_Exercise_
Transcribe the records that follow. Keep every word exactly, and drop the pictures.

[Part of a data file]

>> START

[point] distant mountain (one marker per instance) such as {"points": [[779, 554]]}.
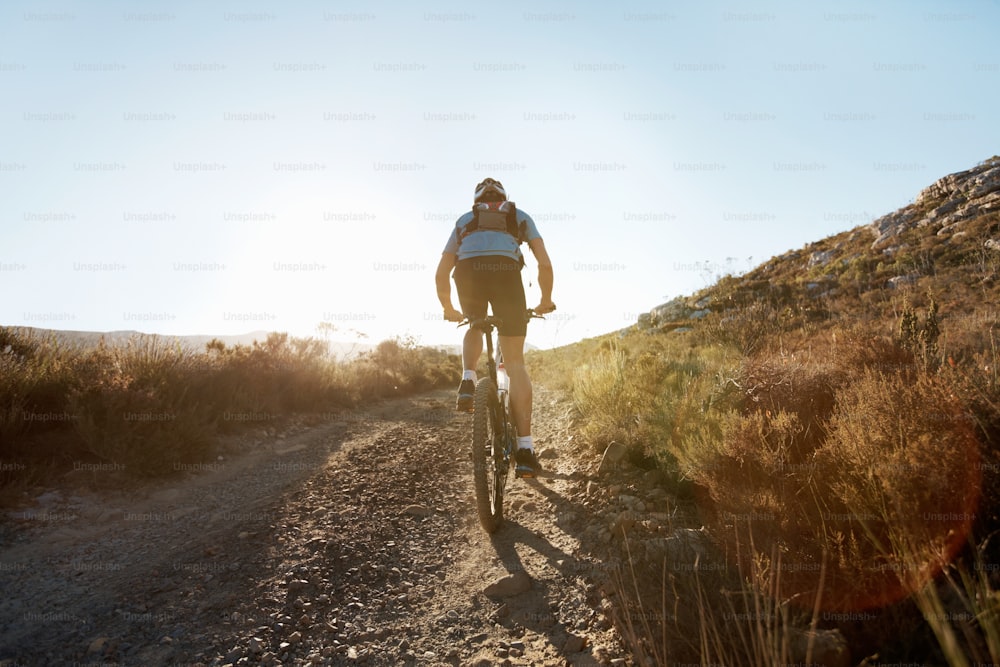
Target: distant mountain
{"points": [[945, 243]]}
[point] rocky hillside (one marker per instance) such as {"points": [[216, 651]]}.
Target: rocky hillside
{"points": [[947, 242]]}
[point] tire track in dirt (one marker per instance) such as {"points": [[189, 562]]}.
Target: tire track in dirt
{"points": [[363, 547]]}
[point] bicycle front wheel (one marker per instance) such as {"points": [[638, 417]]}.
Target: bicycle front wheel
{"points": [[487, 477]]}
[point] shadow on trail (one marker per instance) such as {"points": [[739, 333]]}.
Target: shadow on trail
{"points": [[547, 607]]}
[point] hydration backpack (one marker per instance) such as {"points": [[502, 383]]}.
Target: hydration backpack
{"points": [[495, 217]]}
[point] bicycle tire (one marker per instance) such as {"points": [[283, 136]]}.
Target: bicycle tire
{"points": [[486, 425]]}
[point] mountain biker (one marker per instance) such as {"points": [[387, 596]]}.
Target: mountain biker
{"points": [[487, 269]]}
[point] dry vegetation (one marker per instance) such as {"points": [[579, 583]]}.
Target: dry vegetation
{"points": [[840, 435], [150, 405]]}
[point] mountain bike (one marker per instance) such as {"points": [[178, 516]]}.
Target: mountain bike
{"points": [[494, 437]]}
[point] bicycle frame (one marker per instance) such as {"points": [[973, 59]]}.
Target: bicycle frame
{"points": [[494, 435]]}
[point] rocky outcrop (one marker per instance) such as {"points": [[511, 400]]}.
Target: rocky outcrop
{"points": [[945, 204]]}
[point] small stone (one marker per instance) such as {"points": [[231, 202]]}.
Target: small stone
{"points": [[574, 644], [418, 510], [97, 645], [512, 584]]}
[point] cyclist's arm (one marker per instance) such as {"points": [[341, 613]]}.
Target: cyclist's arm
{"points": [[442, 279], [545, 276]]}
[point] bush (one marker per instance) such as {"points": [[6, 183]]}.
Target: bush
{"points": [[149, 404]]}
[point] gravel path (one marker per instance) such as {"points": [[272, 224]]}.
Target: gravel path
{"points": [[352, 540]]}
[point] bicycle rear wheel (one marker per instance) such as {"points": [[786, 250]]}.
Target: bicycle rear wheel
{"points": [[487, 477]]}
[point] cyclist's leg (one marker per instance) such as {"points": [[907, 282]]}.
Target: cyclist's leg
{"points": [[473, 301], [510, 305], [520, 384]]}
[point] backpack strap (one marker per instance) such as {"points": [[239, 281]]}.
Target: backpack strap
{"points": [[513, 228]]}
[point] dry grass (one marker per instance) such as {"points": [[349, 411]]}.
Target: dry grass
{"points": [[150, 405]]}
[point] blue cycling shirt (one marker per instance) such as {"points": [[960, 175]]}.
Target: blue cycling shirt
{"points": [[486, 243]]}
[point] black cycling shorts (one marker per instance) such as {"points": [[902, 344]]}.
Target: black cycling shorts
{"points": [[495, 281]]}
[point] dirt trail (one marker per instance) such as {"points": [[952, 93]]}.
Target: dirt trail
{"points": [[351, 541]]}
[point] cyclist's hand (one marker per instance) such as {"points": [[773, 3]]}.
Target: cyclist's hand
{"points": [[545, 306], [452, 315]]}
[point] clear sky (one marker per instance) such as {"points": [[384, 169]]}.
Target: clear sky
{"points": [[220, 167]]}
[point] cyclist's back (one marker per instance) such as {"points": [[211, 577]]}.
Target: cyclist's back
{"points": [[483, 256]]}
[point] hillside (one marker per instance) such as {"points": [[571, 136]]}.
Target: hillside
{"points": [[947, 242], [194, 343], [830, 423]]}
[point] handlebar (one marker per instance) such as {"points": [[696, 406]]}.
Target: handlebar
{"points": [[494, 321]]}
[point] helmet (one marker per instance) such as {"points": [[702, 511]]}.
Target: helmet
{"points": [[490, 190]]}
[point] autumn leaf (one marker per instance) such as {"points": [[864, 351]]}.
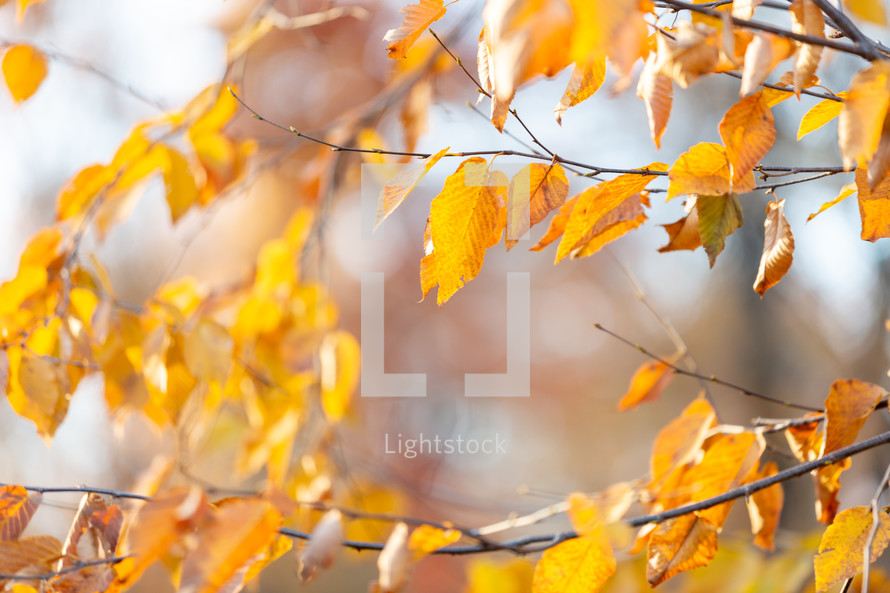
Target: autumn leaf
{"points": [[230, 538], [585, 81], [397, 188], [820, 114], [863, 113], [534, 192], [748, 133], [842, 548], [874, 206], [656, 90], [718, 217], [17, 507], [778, 248], [24, 68], [580, 565], [462, 218], [646, 384], [846, 191], [678, 545], [417, 18], [765, 507], [611, 205], [806, 19]]}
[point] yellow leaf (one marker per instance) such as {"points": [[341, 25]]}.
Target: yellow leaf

>> END

_Output for this exercise_
[point] distant mountain (one marker per instance) such as {"points": [[779, 554]]}.
Target: distant mountain
{"points": [[945, 243]]}
[point] rocky hillside (one marker per instance) such as {"points": [[216, 651]]}.
Target: rocky hillside
{"points": [[947, 242]]}
[point] tire track in dirt (one marker per instance) such as {"points": [[189, 562]]}.
Target: tire track in dirt
{"points": [[363, 547]]}
[point] bicycle front wheel (one marker per instance) such as {"points": [[638, 417]]}.
Target: bicycle front wheel
{"points": [[487, 477]]}
[point] shadow on trail (one marker per instance) such as {"points": [[739, 333]]}.
Target: shadow on trail
{"points": [[547, 607]]}
[point] hydration backpack (one marker per instance) such as {"points": [[502, 383]]}.
Target: hydration backpack
{"points": [[495, 217]]}
[point] bicycle tire (one marker per instance) such as {"points": [[283, 136]]}.
Target: bicycle tire
{"points": [[486, 425]]}
[point] mountain biker (one marker per instance) such as {"points": [[387, 596]]}.
Target: mountain biker
{"points": [[487, 269]]}
[point] dry vegetation (one marker per instance) such as {"points": [[579, 583]]}.
Target: dry vegetation
{"points": [[840, 435], [150, 405]]}
[point] mountain bike (one marker per instance) such as {"points": [[178, 516]]}.
Target: mountain bike
{"points": [[494, 437]]}
[point] bicycle frame (one marker per instance) such as {"points": [[973, 59]]}.
Target: bicycle frame
{"points": [[494, 435]]}
[point] rocky outcrop (one marker per instance) such as {"points": [[511, 400]]}.
Target: rocky outcrop
{"points": [[945, 204]]}
[point] small stone (one marker per instance) such as {"points": [[231, 202]]}.
Target: small stone
{"points": [[574, 644], [418, 510], [97, 645], [512, 584]]}
[point] cyclist's arm (one marker per instance) such as {"points": [[341, 613]]}.
Target: cyclist's arm
{"points": [[442, 279], [545, 276]]}
[point] bush (one marker per instance) such as {"points": [[6, 183]]}.
Target: bush
{"points": [[149, 404]]}
[point] gravel path (one marker per instance) such as {"points": [[272, 224]]}.
Target: gravel path
{"points": [[352, 540]]}
[point] bicycle rear wheel (one marker per instance) such as {"points": [[786, 250]]}.
Target: bicycle rear wheel
{"points": [[487, 477]]}
[point] cyclist's leg (one marker per instance) such as {"points": [[907, 282]]}.
Target: cyclist's leg
{"points": [[473, 301], [510, 305], [520, 384]]}
[point] backpack strap (one marker per instance) such as {"points": [[239, 281]]}.
Target: backpack strap
{"points": [[513, 228]]}
[point] dry grass (one marker per instance) such as {"points": [[349, 411]]}.
Target: dry grass
{"points": [[150, 405]]}
[point] blue cycling shirt (one marker per instance) such as {"points": [[960, 175]]}.
Target: blue cycling shirt
{"points": [[486, 243]]}
[point] black cycling shorts (one marker per instance) such as {"points": [[902, 344]]}.
Target: black cycling shorts
{"points": [[495, 281]]}
[point] dirt trail (one marker per instance) such as {"points": [[952, 93]]}.
Target: dirt trail
{"points": [[351, 541]]}
[point] cyclist's hand (one marker per instance) such as {"points": [[773, 3]]}.
Target: cyclist's hand
{"points": [[545, 306], [452, 315]]}
[point] clear sky (one marker per instance) such as {"points": [[384, 169]]}.
Target: clear sky
{"points": [[220, 167]]}
[point] cyclist's back (one marker per instance) such as {"points": [[211, 577]]}.
Target: cyclist's back
{"points": [[483, 256]]}
[point] hillside (one marker per instance) such as {"points": [[571, 136]]}.
Target: hillside
{"points": [[947, 242], [194, 343], [830, 423]]}
[point] handlebar (one marker per instance) such as {"points": [[696, 406]]}.
Target: handlebar
{"points": [[494, 321]]}
[point] helmet (one marker per instance) such as {"points": [[702, 511]]}.
Target: helmet
{"points": [[490, 190]]}
[point] autumn leaf (one marker per instance) such as {"points": [[864, 351]]}.
Target: autumn leaf
{"points": [[230, 538], [585, 81], [397, 188], [820, 114], [863, 113], [534, 192], [748, 133], [842, 548], [874, 206], [656, 90], [718, 217], [17, 507], [778, 248], [24, 68], [580, 565], [462, 218], [646, 384], [846, 191], [678, 545], [417, 18], [765, 507], [611, 205], [806, 19]]}
[point] yellow leaf (one marker per instance) such as {"points": [[341, 25]]}.
Target: yellow leaf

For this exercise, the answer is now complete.